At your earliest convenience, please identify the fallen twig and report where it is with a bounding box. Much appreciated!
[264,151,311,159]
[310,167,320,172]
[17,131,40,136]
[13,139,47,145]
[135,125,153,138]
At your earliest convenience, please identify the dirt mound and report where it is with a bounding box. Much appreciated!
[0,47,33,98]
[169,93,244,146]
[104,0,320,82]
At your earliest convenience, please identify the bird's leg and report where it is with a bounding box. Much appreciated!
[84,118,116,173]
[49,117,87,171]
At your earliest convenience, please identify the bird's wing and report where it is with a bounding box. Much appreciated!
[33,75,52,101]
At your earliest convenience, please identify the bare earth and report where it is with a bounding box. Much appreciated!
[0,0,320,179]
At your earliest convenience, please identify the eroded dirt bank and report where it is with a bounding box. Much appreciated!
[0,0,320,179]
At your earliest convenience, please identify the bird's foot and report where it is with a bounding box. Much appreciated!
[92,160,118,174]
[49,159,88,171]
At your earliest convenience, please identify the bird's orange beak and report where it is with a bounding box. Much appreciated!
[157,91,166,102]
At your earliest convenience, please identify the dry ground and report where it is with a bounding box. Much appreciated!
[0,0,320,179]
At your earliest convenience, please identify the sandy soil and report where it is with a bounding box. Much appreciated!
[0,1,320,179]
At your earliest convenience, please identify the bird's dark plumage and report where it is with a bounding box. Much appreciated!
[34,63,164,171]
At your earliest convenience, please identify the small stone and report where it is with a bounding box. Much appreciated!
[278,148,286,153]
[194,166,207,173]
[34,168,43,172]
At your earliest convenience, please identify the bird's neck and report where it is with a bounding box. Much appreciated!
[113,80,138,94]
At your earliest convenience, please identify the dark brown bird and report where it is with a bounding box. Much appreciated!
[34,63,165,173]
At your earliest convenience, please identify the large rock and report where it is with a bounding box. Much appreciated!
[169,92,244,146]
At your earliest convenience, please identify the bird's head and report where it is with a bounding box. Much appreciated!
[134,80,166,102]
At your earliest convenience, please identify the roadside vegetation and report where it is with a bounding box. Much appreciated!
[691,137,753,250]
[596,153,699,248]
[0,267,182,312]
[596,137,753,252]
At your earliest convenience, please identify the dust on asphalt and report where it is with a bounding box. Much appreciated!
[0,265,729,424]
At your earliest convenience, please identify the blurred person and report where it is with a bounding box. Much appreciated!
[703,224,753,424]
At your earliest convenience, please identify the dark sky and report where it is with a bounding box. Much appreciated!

******************************

Rewrite all of the rows above, changing every "bounding box" to "rectangle" and leaving everything else as it is.

At your earliest convenience, please identify the fallen twig and report where it is with a rectangle. Much appreciated!
[264,151,311,159]
[310,167,320,172]
[17,131,40,136]
[13,139,47,145]
[135,125,153,138]
At your earliest convenience, please identify the dirt mound and report where it is with a rectangle. Much appreciated!
[0,47,33,98]
[169,93,244,146]
[104,0,320,82]
At your earliest convenience, please identify the bird's leg and report where it is with a rectangle. Much appreciated!
[84,118,116,173]
[49,117,87,171]
At your earliest convenience, please identify the bird's wing and report where it is with a rectangle. Much appreciated!
[33,75,52,101]
At your earliest convenience, please identify the bare earth and report where it is with a rectangle. Much appreciated!
[0,0,320,179]
At your earliest convenience, please identify the eroded dirt bank and report where it is with a rectangle. Much appreciated!
[0,0,320,179]
At your earliest convenience, please identify the bird's foot and report where it is with a rectangle. Much appreciated!
[92,160,118,174]
[49,159,88,171]
At your earliest convenience, please identify the bird's orange beak and report where it is with a rectangle. Much appreciated!
[157,91,166,102]
At your earliest convenience, please identify the dry ground and report where it is with a rectangle. Much appreciated!
[0,0,320,179]
At your earliest convenience, please identify the sandy soil and report where it is with a rectangle. Much appreciated!
[0,1,320,179]
At your earliest convenience, please identify the bird's dark plumage and report where it is with a rectangle. Much appreciated!
[34,63,164,171]
At your earliest convenience, please identify the small stone and report where it is with a rectangle. Much appreciated!
[278,148,286,153]
[194,166,207,173]
[34,168,43,172]
At your earliest convenience, please identify the bird's neck and report where it is with a rectangle. Much appreciated!
[113,80,138,94]
At your earliest convenience, please identify the dark brown bird and report where it is with a rectangle. Much appreciated!
[34,63,165,173]
At your earliest convenience, please identify the large rock and report where it is with a rectangle. Much appreciated!
[169,92,244,146]
At your earliest convenience, please identify the bird's head and report where it is with a rectangle. Much appreciated!
[134,80,166,102]
At your earliest convenience, please identify the roadside vegetation and report where it is with a rectangle. Much appreciated!
[691,137,753,250]
[596,153,699,248]
[0,267,182,312]
[596,137,753,252]
At your earliest convenience, please identify the dust on asphalt and report where it is with a rectangle. Much appreciated!
[0,265,729,424]
At your earliest convenience, please identify the blurred person and report where it is with a rectangle. Much appreciated!
[703,224,753,424]
At your earliest convenience, please identify the dark sky and report where it is with a rectangle. Much appreciated!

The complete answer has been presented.